WHAT TO PRODUCE -
Quote the stretch of the material below from the line containing "man's face, giving" through the line containing "Target: man's face", and reproduce every line in that range without any change.

** start of ENTRIES SUPPLIED **

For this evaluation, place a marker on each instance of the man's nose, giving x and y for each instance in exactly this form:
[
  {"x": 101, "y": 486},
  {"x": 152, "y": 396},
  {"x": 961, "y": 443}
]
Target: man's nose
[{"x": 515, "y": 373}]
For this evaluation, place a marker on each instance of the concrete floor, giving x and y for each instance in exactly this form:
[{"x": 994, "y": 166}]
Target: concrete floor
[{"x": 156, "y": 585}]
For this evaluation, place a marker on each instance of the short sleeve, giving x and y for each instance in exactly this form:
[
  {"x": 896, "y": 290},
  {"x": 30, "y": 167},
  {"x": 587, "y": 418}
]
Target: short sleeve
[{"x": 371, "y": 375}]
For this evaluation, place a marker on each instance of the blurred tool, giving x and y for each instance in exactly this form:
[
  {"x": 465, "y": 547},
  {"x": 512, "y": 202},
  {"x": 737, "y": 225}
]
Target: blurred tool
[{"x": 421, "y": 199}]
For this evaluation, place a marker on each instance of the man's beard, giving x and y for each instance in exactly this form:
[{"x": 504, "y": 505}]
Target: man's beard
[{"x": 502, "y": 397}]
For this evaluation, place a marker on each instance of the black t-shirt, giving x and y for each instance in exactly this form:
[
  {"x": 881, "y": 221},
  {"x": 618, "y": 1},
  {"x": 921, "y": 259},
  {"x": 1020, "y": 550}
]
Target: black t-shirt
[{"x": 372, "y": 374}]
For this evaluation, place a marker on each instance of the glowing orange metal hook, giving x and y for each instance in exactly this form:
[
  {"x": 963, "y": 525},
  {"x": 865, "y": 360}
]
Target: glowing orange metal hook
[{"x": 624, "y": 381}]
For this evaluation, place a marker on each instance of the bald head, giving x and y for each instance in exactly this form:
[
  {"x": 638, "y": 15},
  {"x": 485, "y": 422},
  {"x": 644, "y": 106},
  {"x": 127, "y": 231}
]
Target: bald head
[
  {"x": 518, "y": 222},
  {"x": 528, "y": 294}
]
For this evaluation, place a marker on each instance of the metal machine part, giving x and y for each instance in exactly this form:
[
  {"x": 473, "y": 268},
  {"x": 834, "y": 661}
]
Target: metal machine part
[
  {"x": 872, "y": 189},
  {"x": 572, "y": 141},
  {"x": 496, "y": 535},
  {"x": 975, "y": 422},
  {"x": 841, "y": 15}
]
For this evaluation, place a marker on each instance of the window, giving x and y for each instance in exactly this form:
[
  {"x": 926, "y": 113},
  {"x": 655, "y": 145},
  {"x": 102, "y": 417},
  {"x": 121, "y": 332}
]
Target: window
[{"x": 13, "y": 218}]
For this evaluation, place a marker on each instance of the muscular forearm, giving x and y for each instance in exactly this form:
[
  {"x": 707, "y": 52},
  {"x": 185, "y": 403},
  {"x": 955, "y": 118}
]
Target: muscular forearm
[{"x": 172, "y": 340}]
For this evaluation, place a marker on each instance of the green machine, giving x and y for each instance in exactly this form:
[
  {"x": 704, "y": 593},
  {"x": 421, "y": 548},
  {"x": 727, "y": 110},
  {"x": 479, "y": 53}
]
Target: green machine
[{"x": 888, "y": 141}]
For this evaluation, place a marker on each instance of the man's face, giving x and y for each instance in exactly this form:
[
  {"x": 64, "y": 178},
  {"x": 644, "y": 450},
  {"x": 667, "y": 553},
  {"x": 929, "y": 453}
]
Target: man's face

** end of ENTRIES SUPPLIED **
** start of ENTRIES SUPPLIED **

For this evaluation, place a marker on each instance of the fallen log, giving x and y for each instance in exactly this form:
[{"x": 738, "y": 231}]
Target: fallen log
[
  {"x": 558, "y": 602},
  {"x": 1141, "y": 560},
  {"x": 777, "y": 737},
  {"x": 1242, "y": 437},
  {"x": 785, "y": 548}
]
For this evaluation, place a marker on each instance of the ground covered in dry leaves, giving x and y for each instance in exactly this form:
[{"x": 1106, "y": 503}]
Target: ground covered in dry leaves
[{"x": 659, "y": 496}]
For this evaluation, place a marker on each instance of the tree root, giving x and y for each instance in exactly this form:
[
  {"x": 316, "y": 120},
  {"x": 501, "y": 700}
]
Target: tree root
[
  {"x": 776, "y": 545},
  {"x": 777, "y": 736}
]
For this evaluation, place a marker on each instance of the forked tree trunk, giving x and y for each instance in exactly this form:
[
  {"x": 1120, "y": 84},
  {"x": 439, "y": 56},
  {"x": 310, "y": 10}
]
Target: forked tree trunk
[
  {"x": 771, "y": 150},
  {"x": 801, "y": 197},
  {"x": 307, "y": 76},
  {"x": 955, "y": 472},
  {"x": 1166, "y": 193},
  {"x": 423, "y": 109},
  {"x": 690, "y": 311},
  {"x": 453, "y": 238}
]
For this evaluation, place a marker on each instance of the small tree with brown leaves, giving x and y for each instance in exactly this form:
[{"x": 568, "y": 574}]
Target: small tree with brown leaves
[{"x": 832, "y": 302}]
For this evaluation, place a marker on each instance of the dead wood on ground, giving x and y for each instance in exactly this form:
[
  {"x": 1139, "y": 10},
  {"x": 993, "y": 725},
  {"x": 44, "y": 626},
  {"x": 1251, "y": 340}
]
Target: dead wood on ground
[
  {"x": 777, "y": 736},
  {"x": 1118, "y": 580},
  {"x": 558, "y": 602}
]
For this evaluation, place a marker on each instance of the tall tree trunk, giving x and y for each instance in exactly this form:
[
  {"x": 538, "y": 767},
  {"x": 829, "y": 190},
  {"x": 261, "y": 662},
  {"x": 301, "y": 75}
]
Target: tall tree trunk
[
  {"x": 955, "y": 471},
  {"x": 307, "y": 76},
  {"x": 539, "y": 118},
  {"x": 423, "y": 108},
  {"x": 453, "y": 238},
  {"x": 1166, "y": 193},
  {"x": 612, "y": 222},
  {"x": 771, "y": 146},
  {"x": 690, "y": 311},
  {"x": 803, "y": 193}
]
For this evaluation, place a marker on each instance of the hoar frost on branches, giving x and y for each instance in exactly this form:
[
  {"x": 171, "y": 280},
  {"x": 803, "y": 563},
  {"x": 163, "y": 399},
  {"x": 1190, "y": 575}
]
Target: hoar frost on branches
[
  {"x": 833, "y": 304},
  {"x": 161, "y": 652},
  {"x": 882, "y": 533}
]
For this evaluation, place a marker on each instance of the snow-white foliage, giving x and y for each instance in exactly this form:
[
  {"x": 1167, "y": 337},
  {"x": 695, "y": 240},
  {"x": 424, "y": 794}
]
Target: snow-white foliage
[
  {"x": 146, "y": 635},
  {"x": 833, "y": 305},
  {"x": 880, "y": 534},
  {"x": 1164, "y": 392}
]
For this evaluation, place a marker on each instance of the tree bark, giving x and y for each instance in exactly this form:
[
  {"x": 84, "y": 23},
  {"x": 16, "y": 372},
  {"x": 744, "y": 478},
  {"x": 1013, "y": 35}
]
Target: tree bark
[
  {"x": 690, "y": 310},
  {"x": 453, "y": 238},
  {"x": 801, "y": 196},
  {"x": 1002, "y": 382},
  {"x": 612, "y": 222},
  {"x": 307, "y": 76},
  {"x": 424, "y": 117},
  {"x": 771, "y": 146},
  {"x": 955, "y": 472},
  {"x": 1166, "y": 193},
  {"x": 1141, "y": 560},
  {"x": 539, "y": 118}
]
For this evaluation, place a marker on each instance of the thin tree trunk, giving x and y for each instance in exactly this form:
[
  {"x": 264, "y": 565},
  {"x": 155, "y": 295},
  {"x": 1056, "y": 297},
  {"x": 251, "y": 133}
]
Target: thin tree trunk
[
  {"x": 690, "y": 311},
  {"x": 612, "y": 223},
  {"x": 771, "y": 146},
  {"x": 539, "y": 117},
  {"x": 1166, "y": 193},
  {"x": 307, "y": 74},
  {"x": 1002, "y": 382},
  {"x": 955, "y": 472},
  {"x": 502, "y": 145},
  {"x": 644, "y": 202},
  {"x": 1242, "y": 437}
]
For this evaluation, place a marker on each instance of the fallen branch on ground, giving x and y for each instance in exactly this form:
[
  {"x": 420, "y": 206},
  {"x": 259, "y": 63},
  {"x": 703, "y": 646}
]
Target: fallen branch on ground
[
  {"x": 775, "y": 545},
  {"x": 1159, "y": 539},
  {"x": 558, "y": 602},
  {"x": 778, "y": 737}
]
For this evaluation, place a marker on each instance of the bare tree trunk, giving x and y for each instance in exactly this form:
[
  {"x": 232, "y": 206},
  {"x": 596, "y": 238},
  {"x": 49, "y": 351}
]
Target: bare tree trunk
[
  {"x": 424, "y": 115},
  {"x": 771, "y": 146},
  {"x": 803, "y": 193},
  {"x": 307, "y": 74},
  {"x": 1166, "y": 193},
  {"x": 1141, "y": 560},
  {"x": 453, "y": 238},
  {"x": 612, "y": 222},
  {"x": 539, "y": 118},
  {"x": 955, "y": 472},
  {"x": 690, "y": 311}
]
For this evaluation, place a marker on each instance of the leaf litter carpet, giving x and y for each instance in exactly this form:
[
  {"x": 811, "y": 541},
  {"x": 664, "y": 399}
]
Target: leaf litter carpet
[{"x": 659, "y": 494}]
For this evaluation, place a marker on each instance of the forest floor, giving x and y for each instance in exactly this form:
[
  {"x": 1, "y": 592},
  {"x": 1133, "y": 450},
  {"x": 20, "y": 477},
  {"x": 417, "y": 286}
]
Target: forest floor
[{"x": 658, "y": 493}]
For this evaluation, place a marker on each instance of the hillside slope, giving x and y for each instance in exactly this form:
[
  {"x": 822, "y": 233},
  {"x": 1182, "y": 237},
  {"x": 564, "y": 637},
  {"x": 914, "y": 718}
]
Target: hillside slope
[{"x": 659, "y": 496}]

** end of ENTRIES SUPPLIED **

TASK RESULT -
For this evaluation, place a marker on each instance of the man's face, giving x and y for each instance in exactly this form:
[
  {"x": 64, "y": 178},
  {"x": 644, "y": 450},
  {"x": 667, "y": 553},
  {"x": 929, "y": 453}
]
Target: man's face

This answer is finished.